| Task objective |
Reproduce every line of the data from the line containing "Annotation spec v3.2 — water" through the end of the data, inclusive, as a Markdown table with columns Row and Entry. Skip blank lines and leave the pictures out.

| Working data |
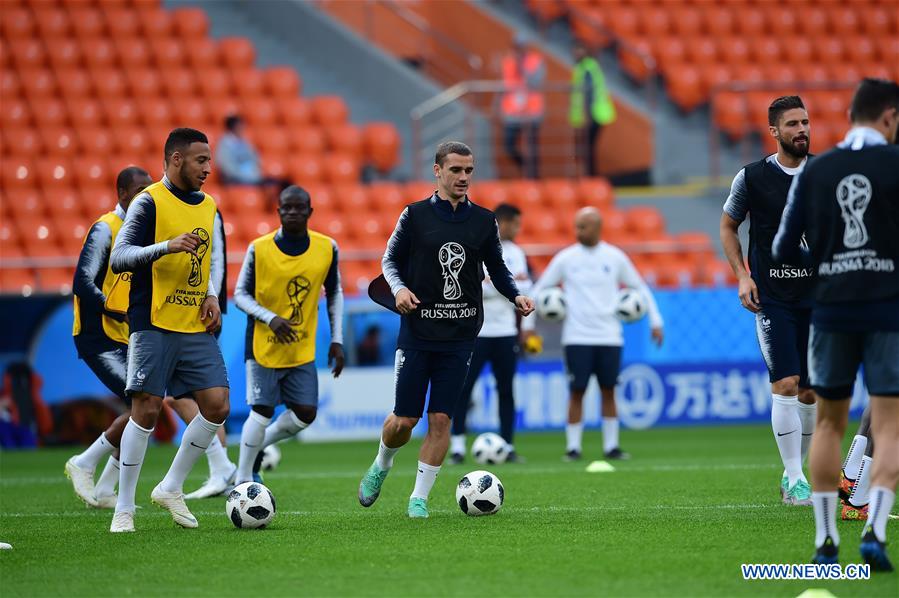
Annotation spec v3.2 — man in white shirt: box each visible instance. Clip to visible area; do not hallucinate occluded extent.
[524,207,664,461]
[450,204,531,465]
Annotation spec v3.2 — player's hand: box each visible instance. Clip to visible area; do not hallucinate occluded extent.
[739,274,761,314]
[268,316,300,343]
[515,295,534,317]
[200,295,222,333]
[328,343,346,378]
[396,287,420,315]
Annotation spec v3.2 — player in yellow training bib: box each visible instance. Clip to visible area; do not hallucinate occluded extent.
[234,186,344,484]
[109,128,230,532]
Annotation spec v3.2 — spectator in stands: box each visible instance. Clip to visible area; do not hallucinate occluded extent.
[500,33,546,179]
[569,44,615,177]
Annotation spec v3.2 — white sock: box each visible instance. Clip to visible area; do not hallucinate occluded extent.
[159,413,222,493]
[843,436,868,480]
[862,486,896,542]
[565,421,584,452]
[799,403,818,463]
[602,417,618,453]
[450,434,465,455]
[771,395,805,487]
[260,409,309,450]
[235,411,272,484]
[75,434,115,471]
[94,457,120,496]
[410,461,440,500]
[849,455,871,507]
[206,434,234,477]
[375,439,402,471]
[116,417,153,513]
[812,491,840,548]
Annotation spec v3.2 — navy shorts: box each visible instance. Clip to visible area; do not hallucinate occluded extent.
[81,345,131,408]
[808,326,899,400]
[393,349,471,417]
[755,303,812,388]
[565,345,621,392]
[125,330,229,398]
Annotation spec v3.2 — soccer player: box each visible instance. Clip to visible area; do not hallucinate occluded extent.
[110,128,229,532]
[65,166,153,509]
[774,79,899,571]
[234,186,344,484]
[524,207,664,461]
[720,96,816,506]
[450,204,531,465]
[359,141,534,518]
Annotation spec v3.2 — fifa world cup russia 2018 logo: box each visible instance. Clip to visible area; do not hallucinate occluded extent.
[287,276,312,325]
[438,241,465,301]
[187,228,209,287]
[837,174,873,249]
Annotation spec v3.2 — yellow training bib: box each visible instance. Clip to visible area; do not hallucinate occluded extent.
[145,182,215,332]
[72,212,131,344]
[253,230,334,368]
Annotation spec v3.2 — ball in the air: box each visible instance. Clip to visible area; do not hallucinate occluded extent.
[225,482,275,529]
[471,432,509,465]
[536,287,568,322]
[456,471,505,517]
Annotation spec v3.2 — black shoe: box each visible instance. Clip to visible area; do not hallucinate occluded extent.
[812,536,840,565]
[606,446,631,461]
[562,449,581,461]
[506,451,527,463]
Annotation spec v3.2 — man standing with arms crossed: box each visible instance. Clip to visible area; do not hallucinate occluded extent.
[359,142,534,518]
[110,128,229,532]
[774,79,899,571]
[720,96,816,506]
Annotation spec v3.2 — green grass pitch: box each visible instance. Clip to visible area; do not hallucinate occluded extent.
[0,426,899,597]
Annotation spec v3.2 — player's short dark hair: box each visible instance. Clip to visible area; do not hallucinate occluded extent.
[116,166,150,189]
[164,127,209,162]
[278,185,312,206]
[434,141,472,166]
[225,114,243,131]
[493,203,521,222]
[849,77,899,122]
[768,96,805,127]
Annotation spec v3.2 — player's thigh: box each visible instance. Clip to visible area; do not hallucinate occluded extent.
[565,345,594,392]
[862,331,899,398]
[428,349,471,417]
[280,361,318,408]
[246,359,281,408]
[125,330,178,397]
[169,332,230,397]
[393,349,430,418]
[755,303,802,382]
[808,326,864,400]
[593,345,621,388]
[83,346,131,407]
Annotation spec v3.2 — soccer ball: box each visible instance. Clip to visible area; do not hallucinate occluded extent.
[471,432,509,465]
[225,482,275,529]
[262,444,281,471]
[537,287,568,322]
[615,289,646,322]
[456,471,505,517]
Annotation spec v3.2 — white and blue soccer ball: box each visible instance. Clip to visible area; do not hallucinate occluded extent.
[615,289,646,322]
[456,470,506,517]
[536,287,568,322]
[471,432,509,465]
[225,482,275,529]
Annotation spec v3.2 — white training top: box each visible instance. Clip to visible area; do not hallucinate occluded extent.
[478,241,531,338]
[524,241,662,346]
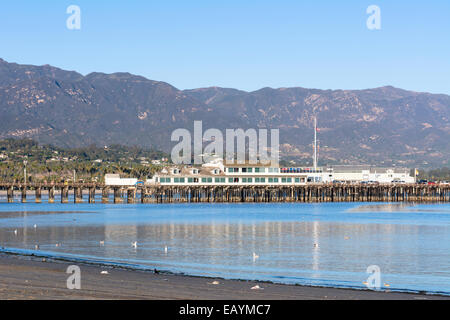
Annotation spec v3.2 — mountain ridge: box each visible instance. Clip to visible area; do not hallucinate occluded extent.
[0,59,450,166]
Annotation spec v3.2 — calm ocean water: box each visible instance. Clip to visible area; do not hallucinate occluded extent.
[0,199,450,294]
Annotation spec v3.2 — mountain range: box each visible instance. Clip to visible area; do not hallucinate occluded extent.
[0,59,450,167]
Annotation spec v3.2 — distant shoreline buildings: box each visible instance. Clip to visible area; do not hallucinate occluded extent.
[147,159,415,186]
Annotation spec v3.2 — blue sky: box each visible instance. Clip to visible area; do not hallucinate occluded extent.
[0,0,450,94]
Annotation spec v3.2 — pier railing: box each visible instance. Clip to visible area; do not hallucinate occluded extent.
[0,183,450,203]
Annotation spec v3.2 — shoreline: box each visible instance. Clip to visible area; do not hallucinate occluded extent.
[0,252,450,300]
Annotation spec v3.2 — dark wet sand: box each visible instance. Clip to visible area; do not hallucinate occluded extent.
[0,254,450,300]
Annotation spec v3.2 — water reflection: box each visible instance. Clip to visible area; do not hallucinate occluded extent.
[0,205,450,293]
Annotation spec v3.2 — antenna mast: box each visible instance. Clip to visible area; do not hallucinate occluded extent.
[313,117,317,171]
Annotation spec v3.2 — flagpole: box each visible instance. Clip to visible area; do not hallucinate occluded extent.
[314,117,317,171]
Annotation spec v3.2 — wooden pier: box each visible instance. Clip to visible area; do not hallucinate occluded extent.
[0,183,450,203]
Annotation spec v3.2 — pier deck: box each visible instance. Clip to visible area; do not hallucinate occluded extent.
[0,183,450,203]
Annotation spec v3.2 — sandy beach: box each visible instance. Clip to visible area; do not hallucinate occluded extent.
[0,254,450,300]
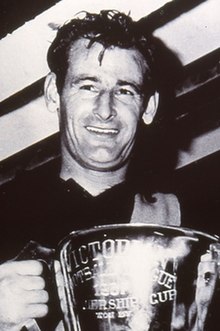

| Task answer |
| Row | Entry |
|---|---|
| 1 | Annotation spec v3.2 — water reflection: box each visible instance. Clip to visible area; do not hallucinate occluded extent. |
| 2 | [0,205,450,293] |
| 3 | Annotation spec v3.2 — antenna mast: box each visible instance. Clip to visible area; do not hallucinate occluded extent. |
| 4 | [313,117,317,171] |
| 5 | Annotation spec v3.2 — flagpole: box each visible instance. Clip to visible area; do not hallucinate occluded extent. |
| 6 | [314,117,317,171] |
| 7 | Annotation spec v3.2 — wooden pier: box each visible instance. Clip to visible area; do not hallucinate occluded extent. |
| 8 | [0,183,450,203] |
| 9 | Annotation spec v3.2 — pier deck: box each visible instance. Clip to visible area; do not hallucinate occluded extent. |
| 10 | [0,183,450,203] |
| 11 | Annotation spec v3.2 — sandy beach: box each visible instance. Clip to visible area; do not hallucinate occluded extent. |
| 12 | [0,254,450,300] |